Complete the following:
(1) Reproduce a passage from the business ecosystem talk word for word. Begin at the words "AzimaWellness Talk 16/2017" and stop after "figure this out!".
(2) Decide whether each statement agrees with the business ecosystem talk. Answer yes or no, and quote the deciding words. (a) The economy is said to have grown at over 5% for the past 5 years. (b) The statistics cited come from the economic survey 2015. (c) Families are borrowing mainly to buy luxury items.

Reading text:
____________

THE STATE OF OUR BUSINESS ECOSYSTEM; Why is it difficult for entrepreneuers to make money in this economy

AzimaWellness Talk 16/2017

 THE STATE OF OUR BUSINESS ECOSYSTEM;

Why is it difficult for entrepreneuers  to make money in this economy

Today I want to be very candid and honest. Allow me to call a spade what it is not- a big spoon. The truth is we are doing badly as a people. Our economy is said to be growing at over 5% for the past 5 years but the reality on the ground shows otherwise.

According to the latest statistics from Kenya Integrated house-hold budget survey 2016 and economic survey 2017, up to two thirds of Kenyan families are borrowing money for food. This is a worrying situation. Instead of borrowing for business or even for luxury items, we are borrowing to eat. This means if the credit pipes are turned off, 40% of families will sleep hungry. Just figure this out!

____________

Dataset extract:
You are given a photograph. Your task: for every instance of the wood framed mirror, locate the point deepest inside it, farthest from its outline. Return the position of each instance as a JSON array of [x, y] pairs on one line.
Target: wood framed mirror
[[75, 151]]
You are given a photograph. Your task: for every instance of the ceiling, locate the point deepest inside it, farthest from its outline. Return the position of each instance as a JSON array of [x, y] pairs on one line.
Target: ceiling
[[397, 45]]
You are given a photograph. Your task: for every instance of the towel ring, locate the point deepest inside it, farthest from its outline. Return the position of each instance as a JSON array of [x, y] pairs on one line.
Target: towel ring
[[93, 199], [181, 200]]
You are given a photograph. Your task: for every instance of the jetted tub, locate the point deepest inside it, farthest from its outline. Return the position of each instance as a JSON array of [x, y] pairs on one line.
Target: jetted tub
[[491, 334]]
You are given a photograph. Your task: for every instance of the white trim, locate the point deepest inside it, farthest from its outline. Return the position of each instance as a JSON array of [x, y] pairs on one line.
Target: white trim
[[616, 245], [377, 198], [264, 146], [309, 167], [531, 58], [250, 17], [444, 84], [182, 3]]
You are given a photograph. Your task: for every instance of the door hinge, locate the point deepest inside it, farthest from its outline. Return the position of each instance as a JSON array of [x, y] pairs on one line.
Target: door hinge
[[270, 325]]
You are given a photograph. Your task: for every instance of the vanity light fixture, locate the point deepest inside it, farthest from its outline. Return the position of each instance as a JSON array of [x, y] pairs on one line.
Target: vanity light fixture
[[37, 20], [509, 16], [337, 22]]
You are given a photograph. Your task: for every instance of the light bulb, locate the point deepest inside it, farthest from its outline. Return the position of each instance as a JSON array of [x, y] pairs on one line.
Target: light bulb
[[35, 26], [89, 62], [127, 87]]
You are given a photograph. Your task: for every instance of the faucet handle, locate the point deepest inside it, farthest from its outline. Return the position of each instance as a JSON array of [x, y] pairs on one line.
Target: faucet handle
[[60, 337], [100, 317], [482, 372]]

____________

Outputs by task:
(1)
AzimaWellness Talk 16/2017

 THE STATE OF OUR BUSINESS ECOSYSTEM;

Why is it difficult for entrepreneuers  to make money in this economy

Today I want to be very candid and honest. Allow me to call a spade what it is not- a big spoon. The truth is we are doing badly as a people. Our economy is said to be growing at over 5% for the past 5 years but the reality on the ground shows otherwise.

According to the latest statistics from Kenya Integrated house-hold budget survey 2016 and economic survey 2017, up to two thirds of Kenyan families are borrowing money for food. This is a worrying situation. Instead of borrowing for business or even for luxury items, we are borrowing to eat. This means if the credit pipes are turned off, 40% of families will sleep hungry. Just figure this out!

(2)
(a) Yes: "Our economy is said to be growing at over 5% for the past 5 years"
(b) No: "Kenya Integrated house-hold budget survey 2016 and economic survey 2017"
(c) No: "Instead of borrowing for business or even for luxury items, we are borrowing to eat."